OBJECTIVE
Arrange the items as a two-column CSV with the columns "input" and "output", one row per item, putting its text and its answer each in a single quoted field with line breaks replaced by spaces. Include only the items starting with the line that contains "Target: woman's arm" and going on through the end of the items.

[Saved entries]
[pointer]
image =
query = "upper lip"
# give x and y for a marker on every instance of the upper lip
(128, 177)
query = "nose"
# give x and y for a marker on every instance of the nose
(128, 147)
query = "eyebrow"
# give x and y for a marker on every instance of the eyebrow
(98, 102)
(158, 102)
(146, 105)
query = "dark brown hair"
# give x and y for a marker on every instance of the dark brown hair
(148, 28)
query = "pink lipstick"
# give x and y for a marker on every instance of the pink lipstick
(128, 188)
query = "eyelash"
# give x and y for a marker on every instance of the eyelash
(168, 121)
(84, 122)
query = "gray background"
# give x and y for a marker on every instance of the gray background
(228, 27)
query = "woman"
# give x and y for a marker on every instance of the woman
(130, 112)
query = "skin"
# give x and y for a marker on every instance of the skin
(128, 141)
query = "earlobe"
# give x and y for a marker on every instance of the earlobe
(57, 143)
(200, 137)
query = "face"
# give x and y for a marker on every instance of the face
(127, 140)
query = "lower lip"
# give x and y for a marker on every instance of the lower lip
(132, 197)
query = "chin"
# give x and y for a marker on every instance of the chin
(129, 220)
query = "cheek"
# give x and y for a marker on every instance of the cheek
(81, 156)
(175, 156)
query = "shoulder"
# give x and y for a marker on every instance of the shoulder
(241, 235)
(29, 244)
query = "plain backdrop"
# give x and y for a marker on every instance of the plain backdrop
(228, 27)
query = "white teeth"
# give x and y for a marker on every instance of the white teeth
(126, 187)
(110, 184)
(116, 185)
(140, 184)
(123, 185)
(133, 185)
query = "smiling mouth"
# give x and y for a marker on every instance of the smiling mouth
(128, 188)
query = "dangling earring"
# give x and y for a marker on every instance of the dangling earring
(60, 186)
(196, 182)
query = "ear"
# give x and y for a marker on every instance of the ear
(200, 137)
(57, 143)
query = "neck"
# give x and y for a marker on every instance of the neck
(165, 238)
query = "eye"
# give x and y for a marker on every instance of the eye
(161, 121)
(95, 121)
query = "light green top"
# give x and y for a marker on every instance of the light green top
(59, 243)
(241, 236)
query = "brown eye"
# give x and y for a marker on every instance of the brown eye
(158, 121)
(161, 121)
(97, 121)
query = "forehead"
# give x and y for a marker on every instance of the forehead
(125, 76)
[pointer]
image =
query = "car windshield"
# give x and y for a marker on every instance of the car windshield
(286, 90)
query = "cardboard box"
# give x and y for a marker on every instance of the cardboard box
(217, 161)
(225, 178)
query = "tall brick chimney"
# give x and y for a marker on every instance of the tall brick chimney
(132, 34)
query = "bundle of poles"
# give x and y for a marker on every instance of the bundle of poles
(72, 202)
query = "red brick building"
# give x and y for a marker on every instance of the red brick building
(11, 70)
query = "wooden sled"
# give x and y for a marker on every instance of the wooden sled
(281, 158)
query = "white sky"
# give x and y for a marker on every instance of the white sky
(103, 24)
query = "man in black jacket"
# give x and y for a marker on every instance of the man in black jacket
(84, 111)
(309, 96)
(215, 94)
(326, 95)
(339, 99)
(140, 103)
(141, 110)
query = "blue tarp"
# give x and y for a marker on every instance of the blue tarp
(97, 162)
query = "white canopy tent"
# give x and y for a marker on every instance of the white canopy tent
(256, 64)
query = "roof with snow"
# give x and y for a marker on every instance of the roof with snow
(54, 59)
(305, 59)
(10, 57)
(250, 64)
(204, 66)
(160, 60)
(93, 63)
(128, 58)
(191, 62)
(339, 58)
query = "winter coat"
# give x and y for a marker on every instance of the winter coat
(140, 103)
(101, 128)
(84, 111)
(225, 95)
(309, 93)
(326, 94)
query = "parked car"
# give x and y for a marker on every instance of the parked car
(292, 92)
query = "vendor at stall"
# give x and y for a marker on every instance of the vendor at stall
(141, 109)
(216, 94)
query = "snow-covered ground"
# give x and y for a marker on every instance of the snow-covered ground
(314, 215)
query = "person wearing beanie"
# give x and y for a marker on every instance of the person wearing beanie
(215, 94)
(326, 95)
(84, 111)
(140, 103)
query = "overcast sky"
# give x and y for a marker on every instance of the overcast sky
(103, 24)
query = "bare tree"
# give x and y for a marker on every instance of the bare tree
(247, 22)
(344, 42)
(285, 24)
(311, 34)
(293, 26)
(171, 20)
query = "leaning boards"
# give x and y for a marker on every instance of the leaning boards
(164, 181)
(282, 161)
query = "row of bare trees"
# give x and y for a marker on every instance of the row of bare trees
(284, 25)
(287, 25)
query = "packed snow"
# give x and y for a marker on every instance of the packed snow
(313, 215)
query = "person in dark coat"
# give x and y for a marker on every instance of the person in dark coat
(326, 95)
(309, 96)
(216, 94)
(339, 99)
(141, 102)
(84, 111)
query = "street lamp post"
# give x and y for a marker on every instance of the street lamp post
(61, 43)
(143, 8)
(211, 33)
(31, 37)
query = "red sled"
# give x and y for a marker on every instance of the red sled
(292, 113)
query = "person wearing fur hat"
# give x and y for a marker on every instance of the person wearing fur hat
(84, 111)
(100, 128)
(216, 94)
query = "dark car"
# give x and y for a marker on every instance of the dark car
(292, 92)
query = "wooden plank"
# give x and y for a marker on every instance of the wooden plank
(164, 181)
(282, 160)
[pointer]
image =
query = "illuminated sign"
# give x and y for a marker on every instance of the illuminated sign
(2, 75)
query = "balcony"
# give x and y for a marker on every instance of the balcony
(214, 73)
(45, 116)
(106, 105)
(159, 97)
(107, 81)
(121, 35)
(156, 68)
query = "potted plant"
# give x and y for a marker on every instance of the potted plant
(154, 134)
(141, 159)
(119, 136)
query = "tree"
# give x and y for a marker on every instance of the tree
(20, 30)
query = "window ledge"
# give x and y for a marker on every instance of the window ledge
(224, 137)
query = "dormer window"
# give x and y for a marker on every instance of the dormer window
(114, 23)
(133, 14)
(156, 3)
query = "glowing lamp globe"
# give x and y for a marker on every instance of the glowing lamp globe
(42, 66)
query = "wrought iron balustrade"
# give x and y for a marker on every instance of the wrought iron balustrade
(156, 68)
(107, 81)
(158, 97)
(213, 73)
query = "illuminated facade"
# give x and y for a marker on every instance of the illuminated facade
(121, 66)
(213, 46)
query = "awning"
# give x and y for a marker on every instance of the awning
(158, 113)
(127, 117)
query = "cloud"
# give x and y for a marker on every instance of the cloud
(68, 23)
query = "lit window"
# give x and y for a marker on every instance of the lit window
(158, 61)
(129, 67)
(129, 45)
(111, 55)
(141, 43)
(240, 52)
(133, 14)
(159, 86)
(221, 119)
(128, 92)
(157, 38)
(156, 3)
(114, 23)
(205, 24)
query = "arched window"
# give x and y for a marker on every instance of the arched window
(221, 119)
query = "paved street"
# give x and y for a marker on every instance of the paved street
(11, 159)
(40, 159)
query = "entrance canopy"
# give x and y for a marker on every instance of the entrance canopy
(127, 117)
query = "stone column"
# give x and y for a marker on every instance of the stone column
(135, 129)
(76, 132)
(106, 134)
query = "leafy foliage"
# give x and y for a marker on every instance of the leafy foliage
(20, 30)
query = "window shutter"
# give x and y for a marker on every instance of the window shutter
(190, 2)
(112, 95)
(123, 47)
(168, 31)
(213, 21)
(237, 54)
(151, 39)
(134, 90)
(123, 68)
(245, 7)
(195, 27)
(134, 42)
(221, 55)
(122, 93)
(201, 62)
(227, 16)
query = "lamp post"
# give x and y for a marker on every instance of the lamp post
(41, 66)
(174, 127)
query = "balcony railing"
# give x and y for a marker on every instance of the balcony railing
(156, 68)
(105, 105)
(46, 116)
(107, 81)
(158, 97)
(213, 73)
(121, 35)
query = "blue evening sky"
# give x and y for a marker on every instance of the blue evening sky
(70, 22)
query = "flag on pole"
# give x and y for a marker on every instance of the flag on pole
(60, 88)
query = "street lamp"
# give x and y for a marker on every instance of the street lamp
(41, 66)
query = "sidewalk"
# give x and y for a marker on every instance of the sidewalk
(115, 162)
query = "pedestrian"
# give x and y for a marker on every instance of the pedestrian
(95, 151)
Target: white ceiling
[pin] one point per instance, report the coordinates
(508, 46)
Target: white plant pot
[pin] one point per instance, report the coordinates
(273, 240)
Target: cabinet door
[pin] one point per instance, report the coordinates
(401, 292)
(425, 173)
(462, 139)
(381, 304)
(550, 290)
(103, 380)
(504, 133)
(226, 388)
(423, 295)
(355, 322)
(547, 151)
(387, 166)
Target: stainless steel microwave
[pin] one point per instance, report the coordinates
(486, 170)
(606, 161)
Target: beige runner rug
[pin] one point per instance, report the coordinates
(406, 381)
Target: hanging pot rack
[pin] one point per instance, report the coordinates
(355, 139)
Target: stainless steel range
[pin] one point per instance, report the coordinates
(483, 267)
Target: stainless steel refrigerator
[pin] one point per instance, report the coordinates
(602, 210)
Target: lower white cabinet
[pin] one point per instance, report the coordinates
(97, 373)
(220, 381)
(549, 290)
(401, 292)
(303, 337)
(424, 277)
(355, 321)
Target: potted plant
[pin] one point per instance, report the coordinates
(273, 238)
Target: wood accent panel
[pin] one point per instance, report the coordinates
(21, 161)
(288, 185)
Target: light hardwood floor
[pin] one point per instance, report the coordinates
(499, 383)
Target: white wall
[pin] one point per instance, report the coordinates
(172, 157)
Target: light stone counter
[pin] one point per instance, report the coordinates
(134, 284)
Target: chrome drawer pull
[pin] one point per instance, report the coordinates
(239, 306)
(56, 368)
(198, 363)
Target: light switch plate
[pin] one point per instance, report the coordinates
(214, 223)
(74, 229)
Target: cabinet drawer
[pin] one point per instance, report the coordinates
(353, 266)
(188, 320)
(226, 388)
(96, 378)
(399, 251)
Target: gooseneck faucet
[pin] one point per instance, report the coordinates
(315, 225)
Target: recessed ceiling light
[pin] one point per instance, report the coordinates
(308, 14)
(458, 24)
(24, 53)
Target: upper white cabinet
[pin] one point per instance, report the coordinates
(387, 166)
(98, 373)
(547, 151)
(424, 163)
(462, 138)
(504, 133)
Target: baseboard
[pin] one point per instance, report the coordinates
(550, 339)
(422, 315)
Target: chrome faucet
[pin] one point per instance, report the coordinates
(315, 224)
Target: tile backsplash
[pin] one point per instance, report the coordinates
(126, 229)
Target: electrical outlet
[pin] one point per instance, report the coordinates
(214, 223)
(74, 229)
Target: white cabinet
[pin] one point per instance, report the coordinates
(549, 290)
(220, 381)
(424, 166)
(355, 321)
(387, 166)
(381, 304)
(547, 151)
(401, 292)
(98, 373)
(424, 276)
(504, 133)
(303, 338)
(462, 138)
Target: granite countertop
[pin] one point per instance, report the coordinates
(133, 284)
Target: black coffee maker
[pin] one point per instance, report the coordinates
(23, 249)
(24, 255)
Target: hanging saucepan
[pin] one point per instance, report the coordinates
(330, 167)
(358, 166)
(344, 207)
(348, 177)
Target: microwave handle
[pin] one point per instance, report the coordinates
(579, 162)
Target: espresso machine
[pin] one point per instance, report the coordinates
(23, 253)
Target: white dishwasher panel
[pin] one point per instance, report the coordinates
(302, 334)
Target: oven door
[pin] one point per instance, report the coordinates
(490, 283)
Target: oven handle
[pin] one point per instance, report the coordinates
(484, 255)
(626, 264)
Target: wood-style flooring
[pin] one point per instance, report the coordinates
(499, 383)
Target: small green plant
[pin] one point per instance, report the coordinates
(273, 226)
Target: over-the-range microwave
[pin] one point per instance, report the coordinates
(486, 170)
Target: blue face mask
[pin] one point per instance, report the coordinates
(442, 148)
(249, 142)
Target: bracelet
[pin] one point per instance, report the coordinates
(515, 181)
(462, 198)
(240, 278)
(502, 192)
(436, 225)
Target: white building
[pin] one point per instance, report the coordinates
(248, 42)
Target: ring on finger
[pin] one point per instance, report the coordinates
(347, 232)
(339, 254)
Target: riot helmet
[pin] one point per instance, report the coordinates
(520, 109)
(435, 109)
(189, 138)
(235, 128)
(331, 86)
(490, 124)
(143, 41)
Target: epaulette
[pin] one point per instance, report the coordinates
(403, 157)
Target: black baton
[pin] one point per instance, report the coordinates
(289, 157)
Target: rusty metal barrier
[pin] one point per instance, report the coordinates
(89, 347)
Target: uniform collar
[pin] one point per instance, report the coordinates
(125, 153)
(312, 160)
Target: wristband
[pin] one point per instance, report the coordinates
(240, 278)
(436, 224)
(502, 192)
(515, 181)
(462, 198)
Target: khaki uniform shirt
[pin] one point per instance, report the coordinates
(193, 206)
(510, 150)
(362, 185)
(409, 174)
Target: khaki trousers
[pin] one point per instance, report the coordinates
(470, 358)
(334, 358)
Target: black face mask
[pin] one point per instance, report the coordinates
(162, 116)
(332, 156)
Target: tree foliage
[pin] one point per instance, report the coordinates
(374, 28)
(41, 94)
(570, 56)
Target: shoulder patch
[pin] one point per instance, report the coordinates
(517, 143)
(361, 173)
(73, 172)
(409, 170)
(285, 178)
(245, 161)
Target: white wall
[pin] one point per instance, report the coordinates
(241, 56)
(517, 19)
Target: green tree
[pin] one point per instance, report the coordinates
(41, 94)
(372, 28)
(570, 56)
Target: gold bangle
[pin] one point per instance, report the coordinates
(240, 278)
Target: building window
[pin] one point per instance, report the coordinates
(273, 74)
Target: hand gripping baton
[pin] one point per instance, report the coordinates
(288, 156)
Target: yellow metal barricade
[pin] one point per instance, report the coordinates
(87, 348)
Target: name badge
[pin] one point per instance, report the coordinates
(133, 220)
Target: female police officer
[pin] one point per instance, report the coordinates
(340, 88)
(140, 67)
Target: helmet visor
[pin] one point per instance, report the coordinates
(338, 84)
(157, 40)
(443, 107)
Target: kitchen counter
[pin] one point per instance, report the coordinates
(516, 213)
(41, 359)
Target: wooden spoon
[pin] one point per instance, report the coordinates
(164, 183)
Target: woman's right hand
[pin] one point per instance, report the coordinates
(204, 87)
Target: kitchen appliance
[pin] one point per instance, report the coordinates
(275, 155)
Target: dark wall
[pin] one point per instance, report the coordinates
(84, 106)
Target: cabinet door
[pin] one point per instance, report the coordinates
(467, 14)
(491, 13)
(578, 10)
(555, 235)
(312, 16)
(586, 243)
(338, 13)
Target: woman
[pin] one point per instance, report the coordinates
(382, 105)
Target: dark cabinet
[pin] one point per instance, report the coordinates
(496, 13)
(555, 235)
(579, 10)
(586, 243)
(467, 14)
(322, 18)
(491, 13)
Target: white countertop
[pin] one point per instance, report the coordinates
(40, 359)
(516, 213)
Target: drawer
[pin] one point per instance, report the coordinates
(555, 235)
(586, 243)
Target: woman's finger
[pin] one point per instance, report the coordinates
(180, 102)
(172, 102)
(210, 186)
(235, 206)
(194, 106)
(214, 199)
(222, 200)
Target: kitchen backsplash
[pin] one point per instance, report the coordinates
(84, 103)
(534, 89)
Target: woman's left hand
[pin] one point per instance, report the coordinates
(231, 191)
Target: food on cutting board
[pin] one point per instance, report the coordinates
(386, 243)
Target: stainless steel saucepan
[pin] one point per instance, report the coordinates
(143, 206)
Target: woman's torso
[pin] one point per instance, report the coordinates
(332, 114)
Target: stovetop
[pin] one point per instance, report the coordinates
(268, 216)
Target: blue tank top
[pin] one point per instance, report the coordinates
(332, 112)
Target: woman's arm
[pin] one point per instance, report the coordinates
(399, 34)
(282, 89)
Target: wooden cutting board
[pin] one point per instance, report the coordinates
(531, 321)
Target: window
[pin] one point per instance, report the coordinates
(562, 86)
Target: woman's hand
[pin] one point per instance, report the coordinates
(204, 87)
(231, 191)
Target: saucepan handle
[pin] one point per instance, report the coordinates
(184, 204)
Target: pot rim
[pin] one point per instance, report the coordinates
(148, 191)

CORRECT OUTPUT
input,output
"Target: woman's arm [pin] one point per instance, report the coordinates","(399, 34) (282, 89)"
"Target: wooden cutting board [pin] one point per instance, report the coordinates","(531, 321)"
"Target: window [pin] one point per instance, report the coordinates","(562, 86)"
"Target: woman's hand [pin] one point per instance, report the coordinates","(204, 87) (231, 191)"
"Target: saucepan handle [pin] one point per instance, report the coordinates","(184, 204)"
"Target: pot rim [pin] one point per instance, report the coordinates","(148, 191)"